Your objective | Report each line of the records below that contains the word "overcast". Case counts.

Data to process |
—————

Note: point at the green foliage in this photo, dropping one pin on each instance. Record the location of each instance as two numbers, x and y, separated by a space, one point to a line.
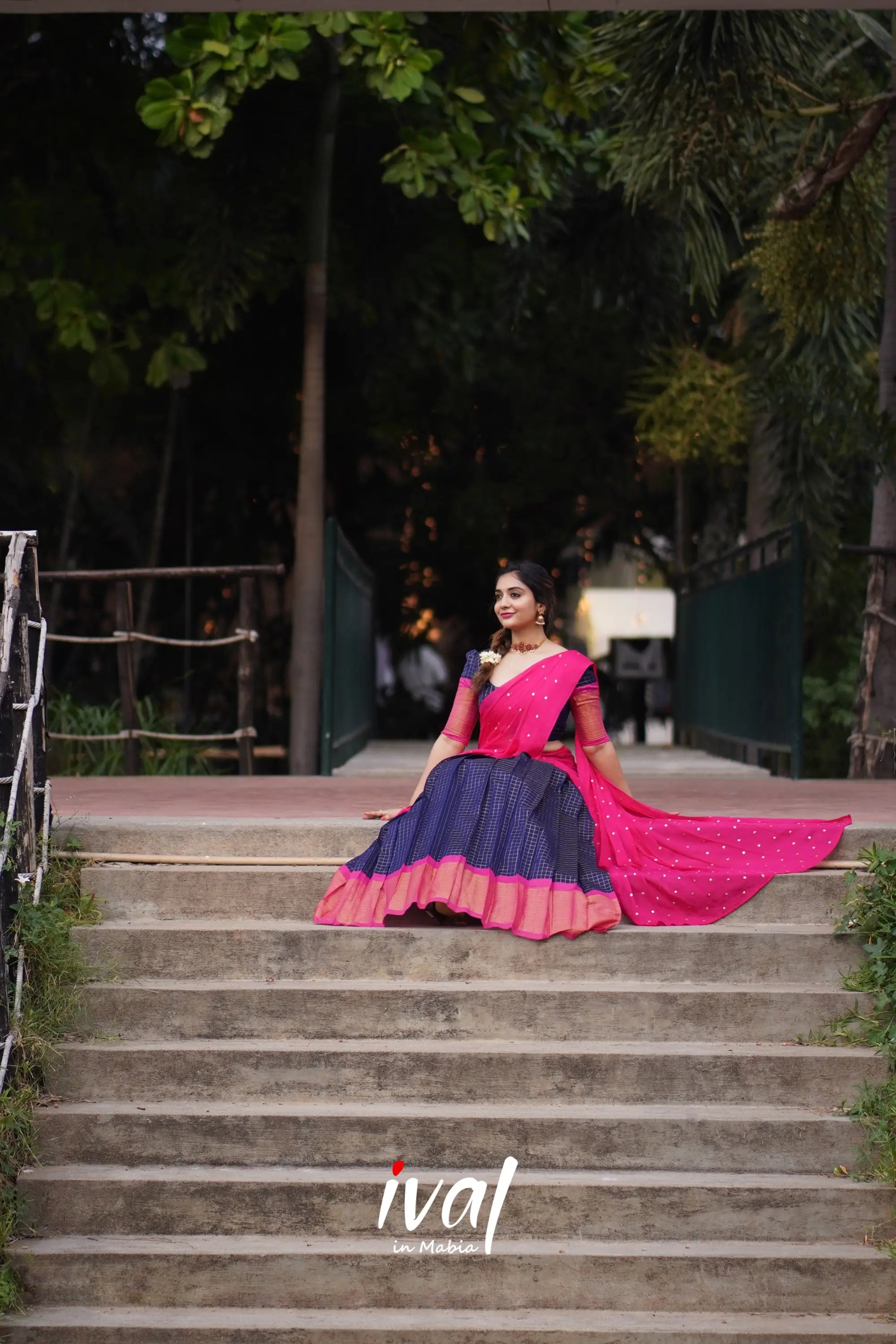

—————

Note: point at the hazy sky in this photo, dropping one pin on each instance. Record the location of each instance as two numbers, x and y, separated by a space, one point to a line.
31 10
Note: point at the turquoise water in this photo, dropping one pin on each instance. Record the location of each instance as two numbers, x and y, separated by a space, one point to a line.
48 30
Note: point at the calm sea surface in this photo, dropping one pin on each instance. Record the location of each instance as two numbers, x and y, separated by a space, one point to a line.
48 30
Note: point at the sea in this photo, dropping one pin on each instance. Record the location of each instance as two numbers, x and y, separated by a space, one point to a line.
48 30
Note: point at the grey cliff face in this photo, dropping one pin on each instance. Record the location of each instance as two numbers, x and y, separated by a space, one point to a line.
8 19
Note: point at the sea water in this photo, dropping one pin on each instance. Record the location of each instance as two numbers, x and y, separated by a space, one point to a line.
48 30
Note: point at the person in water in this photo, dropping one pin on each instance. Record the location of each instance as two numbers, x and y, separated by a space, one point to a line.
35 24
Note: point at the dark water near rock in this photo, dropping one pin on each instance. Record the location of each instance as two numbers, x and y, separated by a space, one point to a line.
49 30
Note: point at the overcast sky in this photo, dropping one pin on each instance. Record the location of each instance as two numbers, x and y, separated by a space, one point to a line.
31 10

—————

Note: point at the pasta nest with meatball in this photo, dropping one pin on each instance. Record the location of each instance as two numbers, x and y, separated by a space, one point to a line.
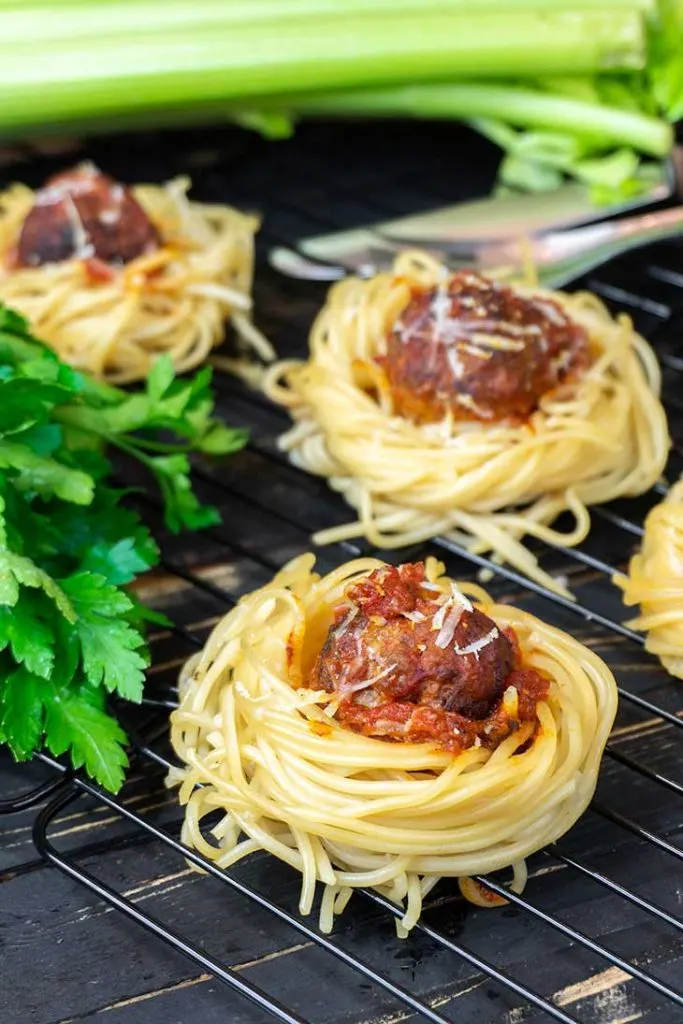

—————

Right answer |
Note: point at the overcast sky in this photo, dropping one pin on each instance. Record the location of each instance as two numbers, x and y, separated by a space, one point to a line.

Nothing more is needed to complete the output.